Summary notes of the LCU meeting on 18/11/2008
Present: MA, CB, HB, RC, SF, MG, WH, JJ, YL, JM, EM, JN, SP, VP, TR, FR, FS, RT, TW, SW, SY, FZ
Report from meetings
50 ns LHC beam through the injector chain in 2008 -> EM (pdf)
This study was requested by the LHCCWG on 13/02/2008. 50 ns beams for the LHC were studied in MDs in booster, PS, and SPS this year. For the booster the main difference compared to 25 ns is the reduction to half intensity by transverse shaving. In the PS, the final quadruple bunch splitting is reduced for the 50 ns beam to a double splitting, only. The 50 ns beams were injected and accelerated in the SPS and it was possible to obtain rather small transverse emittances of about 1 - 1.5 micrometer. If requested, it will be possible to increase the emittance in the SPS by controlled blow-up (also studied this year by EM et al. in the SPS).
SF asked if ultimate intensities would be possible for 50 ns.
After the meeting EM contacted the PS RF
specialists, who confirmed that 50 ns beams are the most challenging in terms of
increasing the intensity/bunch, while 75 ns one are the least difficult.
FZ asked about the value of the longitudinal emittance, namely
how the same emittance in the PSB can produce the same in SPS with a different
number of longitudinal splittings in the PS (for the 25 ns and 50 ns beams). The
situation is clarified by EM after the meeting (referring also
to a presentation by Roland Garoby at
Chamonix 2003): a different longitudinal blow-up is applied at PS after the
triple splitting, namely about 115% for 25 ns beams and only 28% for 50 ns
beams.
Impact of MD results for the 50 ns LHC beam -> WH (pdf)
50 ns were proposed for the LHC. They are interesting in several respects as intermediate solutions
towards the nominal performance. Operation with 50 ns allows for much flexibility to distribute the luminosity according to the different needs of the experiments. With 50 ns it will be possible to adjust the fraction of bunches which collide in LCHb, give maximum luminosity to ATLAS and CMS and allow to keep the luminosity for ALICE at an approximate low constant level as requested.
The smaller emittances possible with 50 ns will be beneficial for aperture and reduce long range beam-beam. On the contrary, the local energy density relevant for collimation and the head on beam-beam tune shift would increase. Still, it is believed that starting off with a smaller emittance would make operation easier and more flexible with the possibility for controlled blow up if needed. As for the 25 ns, there will be bunch by bunch intensity and emittance variations.
HB said that a minimisation of bunch differences will be important for beam-beam and background and proposes that bunch equalisation would be looked into for the LHC.
Follow up: check / re-optimisation of the nominal tune working point for 50 ns with less long range and same or more short range beam-beam effects
as well as methods to generate controlled transverse blow-up. In this respect
there are synergies to be found as robust techniques to manipulate the
transverse beam emittance are important in all accelerators in the LHC
injectors' chain.

Data records
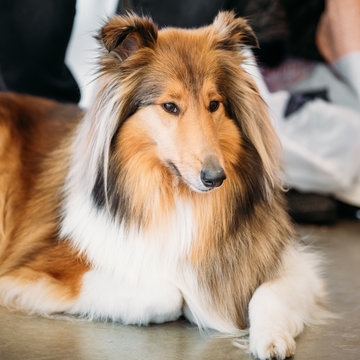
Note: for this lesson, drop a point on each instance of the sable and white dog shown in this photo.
(163, 199)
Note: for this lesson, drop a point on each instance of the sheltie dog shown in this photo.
(163, 199)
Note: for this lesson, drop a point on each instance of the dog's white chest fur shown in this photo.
(134, 273)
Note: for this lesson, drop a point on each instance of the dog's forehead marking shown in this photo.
(184, 55)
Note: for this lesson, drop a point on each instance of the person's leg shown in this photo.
(33, 41)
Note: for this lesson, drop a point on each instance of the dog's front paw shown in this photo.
(267, 345)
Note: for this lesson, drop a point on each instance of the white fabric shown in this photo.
(321, 141)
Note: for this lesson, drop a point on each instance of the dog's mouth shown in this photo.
(198, 187)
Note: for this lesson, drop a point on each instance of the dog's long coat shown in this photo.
(109, 214)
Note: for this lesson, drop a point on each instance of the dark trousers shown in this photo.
(34, 35)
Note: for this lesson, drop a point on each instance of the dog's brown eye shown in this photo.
(213, 106)
(171, 108)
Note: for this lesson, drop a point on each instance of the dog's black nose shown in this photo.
(212, 175)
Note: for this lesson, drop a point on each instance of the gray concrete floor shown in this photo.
(31, 337)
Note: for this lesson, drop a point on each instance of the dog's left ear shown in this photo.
(126, 34)
(234, 32)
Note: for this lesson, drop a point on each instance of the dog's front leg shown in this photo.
(279, 308)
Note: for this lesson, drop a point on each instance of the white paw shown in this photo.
(267, 345)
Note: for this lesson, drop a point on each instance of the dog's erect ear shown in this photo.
(126, 34)
(233, 31)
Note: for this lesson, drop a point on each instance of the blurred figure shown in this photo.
(33, 42)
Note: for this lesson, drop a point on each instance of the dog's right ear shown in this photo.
(124, 35)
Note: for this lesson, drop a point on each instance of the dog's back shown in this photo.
(32, 137)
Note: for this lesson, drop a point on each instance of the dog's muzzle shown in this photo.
(212, 175)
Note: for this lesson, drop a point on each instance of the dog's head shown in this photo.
(184, 105)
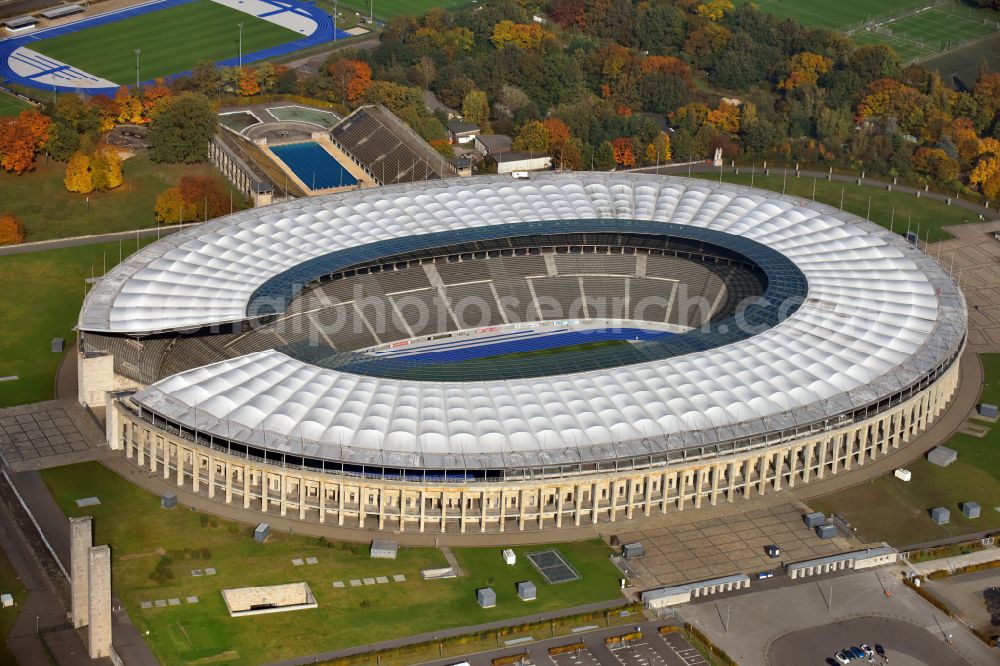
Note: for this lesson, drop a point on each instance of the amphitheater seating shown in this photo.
(373, 309)
(387, 148)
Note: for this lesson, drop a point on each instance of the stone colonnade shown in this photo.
(522, 505)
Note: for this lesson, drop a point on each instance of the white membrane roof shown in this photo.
(879, 316)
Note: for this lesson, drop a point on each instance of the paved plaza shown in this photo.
(727, 544)
(803, 622)
(973, 257)
(48, 434)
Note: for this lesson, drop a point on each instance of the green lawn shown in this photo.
(896, 209)
(833, 15)
(11, 105)
(172, 40)
(10, 583)
(896, 511)
(40, 200)
(43, 292)
(139, 532)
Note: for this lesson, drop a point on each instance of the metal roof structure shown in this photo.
(880, 319)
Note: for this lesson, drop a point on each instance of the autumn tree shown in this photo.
(78, 178)
(805, 68)
(128, 106)
(522, 35)
(532, 138)
(181, 129)
(624, 152)
(11, 230)
(476, 110)
(105, 169)
(194, 198)
(350, 79)
(247, 84)
(21, 138)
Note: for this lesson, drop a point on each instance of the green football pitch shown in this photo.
(839, 15)
(11, 106)
(171, 40)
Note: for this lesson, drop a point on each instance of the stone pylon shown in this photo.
(99, 629)
(81, 538)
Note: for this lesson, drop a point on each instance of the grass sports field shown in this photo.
(172, 40)
(203, 632)
(897, 210)
(387, 9)
(11, 106)
(912, 28)
(896, 511)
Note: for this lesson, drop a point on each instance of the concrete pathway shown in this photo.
(457, 631)
(988, 554)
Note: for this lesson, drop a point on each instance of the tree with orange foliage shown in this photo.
(667, 65)
(725, 118)
(153, 96)
(557, 133)
(107, 112)
(248, 84)
(11, 230)
(129, 107)
(350, 79)
(20, 140)
(624, 152)
(888, 99)
(986, 173)
(714, 10)
(78, 177)
(805, 68)
(522, 35)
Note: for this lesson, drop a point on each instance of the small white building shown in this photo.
(462, 132)
(518, 161)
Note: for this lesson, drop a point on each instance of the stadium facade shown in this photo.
(320, 358)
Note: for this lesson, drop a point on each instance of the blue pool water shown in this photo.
(313, 165)
(465, 349)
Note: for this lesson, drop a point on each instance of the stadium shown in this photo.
(496, 354)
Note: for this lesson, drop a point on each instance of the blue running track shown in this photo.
(324, 33)
(512, 343)
(314, 166)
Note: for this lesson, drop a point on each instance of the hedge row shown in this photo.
(712, 647)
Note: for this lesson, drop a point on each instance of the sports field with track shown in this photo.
(388, 9)
(11, 106)
(171, 40)
(914, 29)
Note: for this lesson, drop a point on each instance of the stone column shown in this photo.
(99, 575)
(283, 493)
(81, 535)
(302, 498)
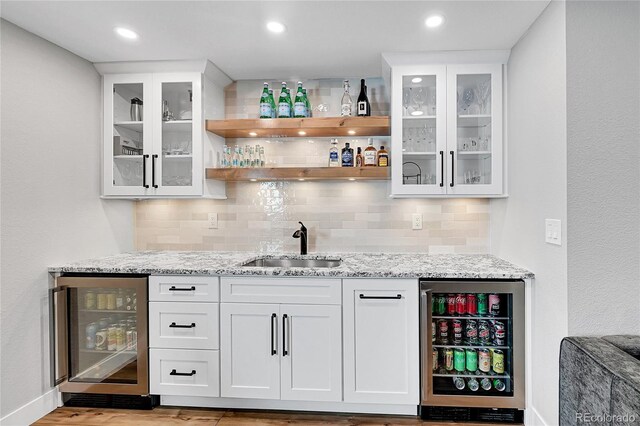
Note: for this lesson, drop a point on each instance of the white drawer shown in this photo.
(317, 291)
(184, 325)
(183, 288)
(187, 373)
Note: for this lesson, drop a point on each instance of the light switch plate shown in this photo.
(553, 231)
(213, 220)
(416, 221)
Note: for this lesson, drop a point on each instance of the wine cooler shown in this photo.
(472, 349)
(99, 335)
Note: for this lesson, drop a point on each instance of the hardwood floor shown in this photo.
(204, 416)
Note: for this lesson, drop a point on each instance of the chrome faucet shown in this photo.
(303, 235)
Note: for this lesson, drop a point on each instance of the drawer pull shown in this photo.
(174, 373)
(173, 288)
(174, 325)
(397, 296)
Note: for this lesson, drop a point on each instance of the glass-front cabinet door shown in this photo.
(178, 134)
(474, 129)
(418, 130)
(127, 134)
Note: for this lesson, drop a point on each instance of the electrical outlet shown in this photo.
(213, 220)
(416, 221)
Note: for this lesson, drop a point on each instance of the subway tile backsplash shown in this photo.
(341, 216)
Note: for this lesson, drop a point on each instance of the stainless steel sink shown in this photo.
(283, 262)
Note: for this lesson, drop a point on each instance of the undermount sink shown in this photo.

> TASK INSTRUCTIONS
#1 In the meeting notes, what transverse emittances were obtained for the 50 ns beams in the SPS?
#2 Rewrite the stretch of the listing from the line containing "outlet shown in this photo." through the end of the listing, switching "sink" to "basin" and leaving everything else unchanged.
The meeting notes and the listing were taken from separate sources.

> PER-TASK OUTPUTS
#1 About 1 - 1.5 micrometer.

#2
Note: for this lesson, drop a point on each instance of the electrical outlet shown in this photo.
(213, 220)
(416, 221)
Note: for this lesson, drop a point on each instance of the subway tile backsplash shown in this photo.
(341, 216)
Note: for this lesson, drop a point on each instance of the stainless steel basin shown in this photo.
(283, 262)
Note: for this lesson, drop a point on each instance of the undermount basin shown in this photo.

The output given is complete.